§ Passage

Rajinikanth’s Jailer (2023) is creating box office records and has marked a strong comeback trail for its director Nelson Dilipkumar, who was going through a tough phase ever since his last release Beast (2022) opened to poor audience reception, making him the subject of relentless online trolling. Despite the varied reviews for the film Jailer, there is no doubting the visual flair and stylish presentation of Rajinikanth on screen. The film is a perfect mix of everything that audiences expect from both Rajinikanth and Nelson, like quirky dark comedy, stoic hero, symmetrical imagery, and plenty of high moments sprinkled throughout the narrative letting the fans of the star scream their hearts out. And naturally, the film is selling tickets likes hotcakes.
There was an atmosphere of uneasiness and doubt surrounding Nelson prior to the release of Jailer, but things seemed to have settled down now and the director finally has found his footing in the industry again.
Excerpts from the interview:
Let's start by talking about your choice of actors. How do you cast for the supporting roles?
When I write, I usually have certain actors in my mind. For the main cast, I write keeping the body language and image of the actor in mind. But in some cases, I design a fully formed character first and then try to find an actor who can embody it. So I audition people who come closest to that character in terms of physicality and body language. Take, for instance, the ‘Dhanraj’ character in Jailer, who is Varman's (Vinayakan) best friend. I had conceived the character as a quirky guy, and then had to find someone who fits the bill. The character does not behave normally and has a peculiar voice texture, gait, and speaking style. So he was an obvious choice and I had also worked with him in Doctor (2022). I selected him for the role and trained him for a month.

§ What this exercise asks
#1 Reproduce the portion of the interview starting at "Rajinikanth’s Jailer (2023)" and ending at "tickets likes hotcakes.".
#2 Answer these questions from the interview:
(a) What was the title of Nelson Dilipkumar's release before Jailer?
(b) Whose best friend is the character Dhanraj in Jailer?
(c) For how long did Nelson train the actor he chose for Dhanraj?
The items that come next belong to a separate source and are unrelated to the interview.

§ Record extracts
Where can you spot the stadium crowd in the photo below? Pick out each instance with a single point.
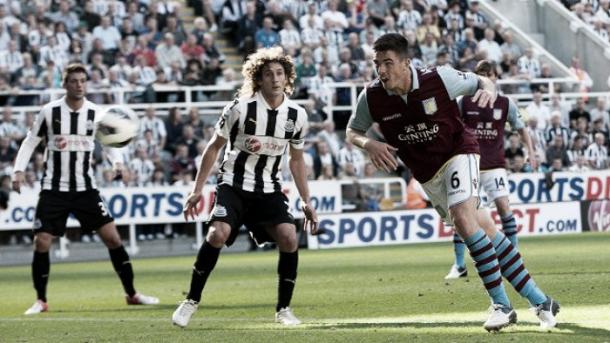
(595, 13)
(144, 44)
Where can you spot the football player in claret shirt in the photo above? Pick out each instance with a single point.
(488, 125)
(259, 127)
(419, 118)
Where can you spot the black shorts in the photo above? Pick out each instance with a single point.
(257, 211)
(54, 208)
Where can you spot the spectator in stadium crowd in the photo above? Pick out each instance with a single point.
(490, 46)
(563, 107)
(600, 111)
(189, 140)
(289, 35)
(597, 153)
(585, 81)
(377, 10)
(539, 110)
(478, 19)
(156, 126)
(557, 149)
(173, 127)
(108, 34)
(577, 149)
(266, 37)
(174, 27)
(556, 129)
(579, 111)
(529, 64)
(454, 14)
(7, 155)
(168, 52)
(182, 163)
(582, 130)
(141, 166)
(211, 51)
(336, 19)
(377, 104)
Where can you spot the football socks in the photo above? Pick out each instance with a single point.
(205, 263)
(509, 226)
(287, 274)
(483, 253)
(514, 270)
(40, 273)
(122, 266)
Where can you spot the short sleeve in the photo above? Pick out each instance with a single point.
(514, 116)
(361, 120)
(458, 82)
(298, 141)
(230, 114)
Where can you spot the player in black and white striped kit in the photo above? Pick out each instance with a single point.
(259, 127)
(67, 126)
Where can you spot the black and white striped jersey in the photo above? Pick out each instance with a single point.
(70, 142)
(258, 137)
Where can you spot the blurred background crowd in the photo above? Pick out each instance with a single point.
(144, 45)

§ Set of answers
#1
Rajinikanth’s Jailer (2023) is creating box office records and has marked a strong comeback trail for its director Nelson Dilipkumar, who was going through a tough phase ever since his last release Beast (2022) opened to poor audience reception, making him the subject of relentless online trolling. Despite the varied reviews for the film Jailer, there is no doubting the visual flair and stylish presentation of Rajinikanth on screen. The film is a perfect mix of everything that audiences expect from both Rajinikanth and Nelson, like quirky dark comedy, stoic hero, symmetrical imagery, and plenty of high moments sprinkled throughout the narrative letting the fans of the star scream their hearts out. And naturally, the film is selling tickets likes hotcakes.

#2
(a) Beast (2022)
(b) Varman's (Vinayakan)
(c) A month